Text passage

◇ ◇ ◇ ◇ ◇

Yeah I like to read one more book (hack I will read 100 Potter boooks if she writes them...)

Its like I lost one passion for which I was known in whole college..hehe..
No More Potter..No more questions asking me.. "Whats going to happen next Ashwin?"
Jhah.. I liked that attantion...

Jo write 8th novel fast..ehehehe


----------



## Techn0crat (Jul 20, 2009)

i was just browsing through some wikipedia entries and found this:
 Answering a question regarding Snape's love life and the redemptive pattern to his character in 1999, Rowling expressed her surprise at the foresight.(*en.wikipedia.org/wiki/Severus_Snape)
 Interview was taken in 99 while the seventh book came out in 05.So she knew where the story will lead and how it will end.Its not like ekta where they kill someone,then revive again and plastic surguries(spelling?)which also chane height and voice etc.
Those who are interested in interview:*www.accio-quote.org/articles/1999/1099-connectiontransc2.htm#p13


----------



## Ecstasy (Jul 20, 2009)

◇ ◇ ◇ ◇ ◇

Data in this exercise
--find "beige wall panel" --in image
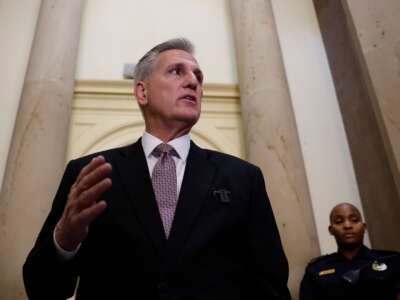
[67,80,245,160]
[76,0,237,84]
[342,0,400,192]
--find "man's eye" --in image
[170,68,180,75]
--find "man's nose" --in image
[344,220,353,228]
[185,72,199,90]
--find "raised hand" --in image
[55,156,112,251]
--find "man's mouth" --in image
[183,95,196,102]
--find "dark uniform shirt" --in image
[300,246,400,300]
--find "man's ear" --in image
[135,81,148,107]
[328,225,333,235]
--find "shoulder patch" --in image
[308,253,333,265]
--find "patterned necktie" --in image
[151,144,179,239]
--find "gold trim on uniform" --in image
[318,268,335,276]
[372,261,387,271]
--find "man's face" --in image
[139,50,203,129]
[329,204,366,247]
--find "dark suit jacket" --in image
[24,140,290,300]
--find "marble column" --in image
[314,0,400,250]
[230,0,320,299]
[0,0,83,299]
[342,0,400,200]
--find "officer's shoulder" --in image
[308,252,337,267]
[370,249,400,258]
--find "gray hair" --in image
[133,38,194,84]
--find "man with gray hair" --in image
[24,39,290,300]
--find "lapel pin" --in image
[372,261,387,272]
[318,268,335,276]
[213,189,231,203]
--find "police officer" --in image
[300,203,400,300]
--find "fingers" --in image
[71,156,112,197]
[56,156,112,249]
[79,200,107,225]
[76,155,105,183]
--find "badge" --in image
[372,261,387,272]
[318,269,335,276]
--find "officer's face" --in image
[329,204,366,247]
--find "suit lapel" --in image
[117,139,166,254]
[168,142,215,256]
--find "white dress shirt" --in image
[53,131,190,261]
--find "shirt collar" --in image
[142,131,190,161]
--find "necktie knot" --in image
[151,143,179,238]
[153,143,179,157]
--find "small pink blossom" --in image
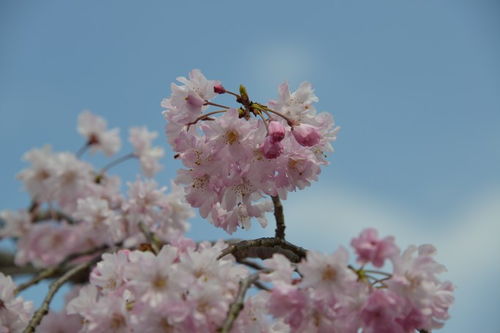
[77,111,121,156]
[292,124,321,147]
[262,136,284,159]
[267,120,285,143]
[351,228,399,267]
[129,127,165,177]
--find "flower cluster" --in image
[263,229,453,333]
[31,231,453,333]
[0,70,454,333]
[162,70,337,233]
[0,273,33,332]
[0,111,184,267]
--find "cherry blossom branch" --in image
[203,101,230,109]
[0,252,39,275]
[271,196,286,239]
[31,209,75,224]
[139,222,163,254]
[218,237,307,263]
[15,241,109,294]
[97,153,137,177]
[186,110,227,130]
[217,272,260,333]
[23,257,99,333]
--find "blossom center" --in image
[224,130,240,145]
[321,265,337,281]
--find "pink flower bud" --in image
[214,83,226,94]
[261,136,283,159]
[186,94,205,109]
[267,120,285,142]
[351,228,399,267]
[292,124,321,147]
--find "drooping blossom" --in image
[77,110,121,156]
[129,127,165,177]
[0,273,33,332]
[162,70,337,233]
[351,228,399,267]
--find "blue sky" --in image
[0,0,500,332]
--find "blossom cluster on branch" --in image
[0,70,453,333]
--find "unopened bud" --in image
[292,124,321,147]
[214,83,226,94]
[267,120,285,142]
[261,136,283,159]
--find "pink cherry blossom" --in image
[77,111,121,156]
[292,124,321,147]
[351,228,399,267]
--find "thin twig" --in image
[203,101,230,109]
[139,222,163,254]
[15,245,109,294]
[186,110,227,131]
[218,237,307,263]
[98,153,137,176]
[32,209,75,224]
[75,140,92,158]
[23,257,98,333]
[218,273,259,333]
[271,195,286,239]
[238,259,264,271]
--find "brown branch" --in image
[238,259,264,271]
[15,245,109,294]
[23,257,99,333]
[0,252,39,275]
[271,196,286,239]
[218,237,307,263]
[217,272,260,333]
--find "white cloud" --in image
[245,43,317,94]
[285,188,500,277]
[284,188,500,332]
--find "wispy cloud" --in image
[285,188,500,332]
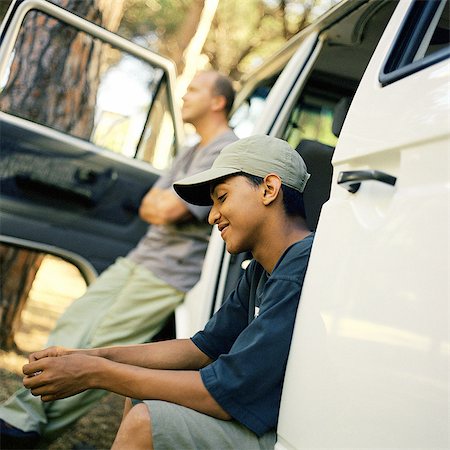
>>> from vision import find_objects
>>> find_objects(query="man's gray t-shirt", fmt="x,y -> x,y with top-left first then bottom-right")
127,131 -> 237,292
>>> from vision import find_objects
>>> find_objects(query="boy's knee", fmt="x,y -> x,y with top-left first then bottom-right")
112,403 -> 153,450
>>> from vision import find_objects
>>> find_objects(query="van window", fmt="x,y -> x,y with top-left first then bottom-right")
283,101 -> 337,148
380,0 -> 450,86
0,10 -> 178,169
230,79 -> 279,139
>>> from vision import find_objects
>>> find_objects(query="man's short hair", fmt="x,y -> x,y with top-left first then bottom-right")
213,73 -> 236,116
237,172 -> 306,220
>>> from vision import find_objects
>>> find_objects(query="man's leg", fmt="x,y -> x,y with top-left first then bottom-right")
0,258 -> 131,434
111,399 -> 153,450
134,400 -> 276,450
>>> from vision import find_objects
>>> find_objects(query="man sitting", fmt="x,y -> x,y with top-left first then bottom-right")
24,136 -> 313,450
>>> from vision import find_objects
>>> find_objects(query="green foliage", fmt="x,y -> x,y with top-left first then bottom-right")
119,0 -> 192,43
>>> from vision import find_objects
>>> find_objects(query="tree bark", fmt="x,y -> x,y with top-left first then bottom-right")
0,0 -> 124,350
0,244 -> 45,351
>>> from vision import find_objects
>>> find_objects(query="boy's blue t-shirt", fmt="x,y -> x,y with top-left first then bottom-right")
192,234 -> 313,436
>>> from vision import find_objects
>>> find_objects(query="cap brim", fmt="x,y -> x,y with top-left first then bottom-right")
173,167 -> 238,206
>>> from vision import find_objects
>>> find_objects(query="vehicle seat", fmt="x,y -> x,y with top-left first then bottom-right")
296,97 -> 352,231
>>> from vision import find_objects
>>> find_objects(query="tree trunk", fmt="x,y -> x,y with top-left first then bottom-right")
0,244 -> 45,351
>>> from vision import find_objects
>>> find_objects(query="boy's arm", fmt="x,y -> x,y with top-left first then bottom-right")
24,354 -> 230,420
139,188 -> 191,225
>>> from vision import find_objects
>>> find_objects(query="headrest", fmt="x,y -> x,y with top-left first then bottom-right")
332,97 -> 353,137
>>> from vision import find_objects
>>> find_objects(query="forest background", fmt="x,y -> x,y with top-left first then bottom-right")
0,0 -> 339,450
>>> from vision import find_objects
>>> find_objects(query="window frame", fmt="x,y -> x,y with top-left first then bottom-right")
379,0 -> 450,87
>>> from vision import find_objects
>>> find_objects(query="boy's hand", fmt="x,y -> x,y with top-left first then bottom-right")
28,347 -> 73,363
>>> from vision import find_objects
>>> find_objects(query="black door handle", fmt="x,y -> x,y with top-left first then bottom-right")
338,170 -> 397,194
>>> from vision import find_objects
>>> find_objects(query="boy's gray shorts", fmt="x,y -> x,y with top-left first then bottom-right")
144,400 -> 276,450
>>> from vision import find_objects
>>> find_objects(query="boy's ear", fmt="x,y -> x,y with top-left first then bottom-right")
211,95 -> 227,111
261,173 -> 281,206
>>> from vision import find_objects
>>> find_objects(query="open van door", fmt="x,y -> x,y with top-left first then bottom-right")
0,0 -> 182,279
276,1 -> 450,450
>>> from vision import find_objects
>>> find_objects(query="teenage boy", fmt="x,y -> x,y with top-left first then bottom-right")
18,136 -> 313,450
0,71 -> 237,449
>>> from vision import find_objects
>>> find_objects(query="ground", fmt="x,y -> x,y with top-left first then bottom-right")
0,256 -> 123,450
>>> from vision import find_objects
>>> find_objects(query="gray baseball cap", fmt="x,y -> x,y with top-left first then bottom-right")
173,135 -> 310,206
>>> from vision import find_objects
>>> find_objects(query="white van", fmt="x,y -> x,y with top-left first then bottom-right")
0,0 -> 450,450
181,0 -> 450,450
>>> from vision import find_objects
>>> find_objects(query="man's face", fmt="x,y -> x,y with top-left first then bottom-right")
181,72 -> 216,126
208,175 -> 266,253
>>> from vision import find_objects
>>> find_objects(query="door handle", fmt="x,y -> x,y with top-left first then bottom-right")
337,170 -> 397,194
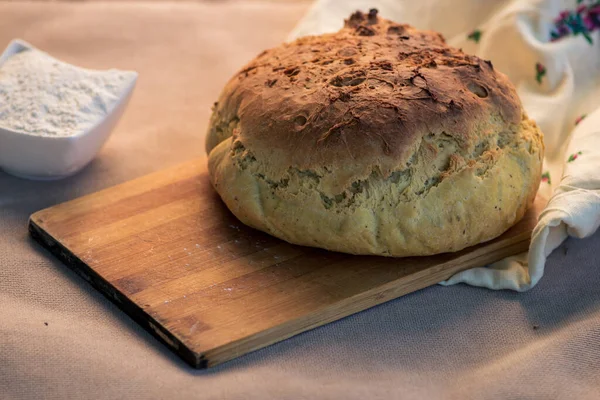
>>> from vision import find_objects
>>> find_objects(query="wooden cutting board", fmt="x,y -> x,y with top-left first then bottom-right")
29,160 -> 543,368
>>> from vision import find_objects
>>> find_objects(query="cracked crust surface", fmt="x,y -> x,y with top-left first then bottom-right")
206,12 -> 543,256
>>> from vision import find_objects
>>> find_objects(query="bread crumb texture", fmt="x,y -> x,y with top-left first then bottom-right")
206,10 -> 544,257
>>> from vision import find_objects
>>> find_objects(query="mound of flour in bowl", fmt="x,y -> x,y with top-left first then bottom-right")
0,49 -> 135,137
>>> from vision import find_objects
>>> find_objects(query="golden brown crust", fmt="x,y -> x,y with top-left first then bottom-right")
207,12 -> 521,183
206,12 -> 544,256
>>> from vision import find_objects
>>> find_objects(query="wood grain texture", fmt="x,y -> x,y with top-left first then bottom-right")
30,160 -> 543,368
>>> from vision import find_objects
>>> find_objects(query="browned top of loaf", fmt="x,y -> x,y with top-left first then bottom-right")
215,10 -> 522,175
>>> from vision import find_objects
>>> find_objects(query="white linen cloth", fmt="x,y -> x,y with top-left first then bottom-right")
289,0 -> 600,291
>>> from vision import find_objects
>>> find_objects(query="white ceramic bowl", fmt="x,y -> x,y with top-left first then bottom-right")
0,40 -> 137,180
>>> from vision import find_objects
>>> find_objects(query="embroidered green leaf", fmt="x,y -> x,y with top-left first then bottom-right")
467,29 -> 482,43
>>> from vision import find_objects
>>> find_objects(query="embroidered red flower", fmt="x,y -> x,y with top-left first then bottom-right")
542,171 -> 552,185
535,62 -> 546,84
567,151 -> 581,162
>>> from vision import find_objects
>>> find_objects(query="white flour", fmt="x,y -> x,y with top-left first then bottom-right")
0,49 -> 131,136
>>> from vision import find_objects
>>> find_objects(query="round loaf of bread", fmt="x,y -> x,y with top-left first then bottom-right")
206,10 -> 544,257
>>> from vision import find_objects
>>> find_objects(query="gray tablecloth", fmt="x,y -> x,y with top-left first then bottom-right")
0,1 -> 600,399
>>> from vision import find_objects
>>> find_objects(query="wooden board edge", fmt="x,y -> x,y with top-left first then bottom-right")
29,219 -> 208,369
29,157 -> 208,225
203,235 -> 531,368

◇ ◇ ◇ ◇ ◇

Directives
a) From the start of the records up to and including the line with "[300,246,400,300]", write the records out again with "raised hand" changed to "open palm" and nothing else altered. Leave the pictures out.
b) Continue the Harry Potter forum thread from the point where it stops.

Answers per task
a)
--find "beige wall panel" --in image
[67,80,245,160]
[76,0,237,84]
[342,0,400,192]
--find "man's eye" --in image
[170,68,180,75]
--find "man's nose" --in image
[344,220,353,228]
[185,72,199,90]
--find "open palm" --in image
[55,156,112,251]
--find "man's mouth" --in image
[183,95,196,102]
--find "dark uniform shirt" --in image
[300,246,400,300]

b)
----------



## dreamcatcher (Jul 20, 2009)

She probably  changed the plot through the 6 years she lived to ponder over the book. Btw, the seventh nook was released in2007. And i doubt that Rowling is going to write any more.  With harry grown up and all, it would disrupt Harry's image as a child hero and give the whole concept a new twist.


----------



## thewisecrab (Jul 20, 2009)

HP is over-rated anyway...


----------



## nix (Jul 20, 2009)

well, its bad news for some parents. kids fall for the hype and coax their parents into buying it, only to read the first few pages.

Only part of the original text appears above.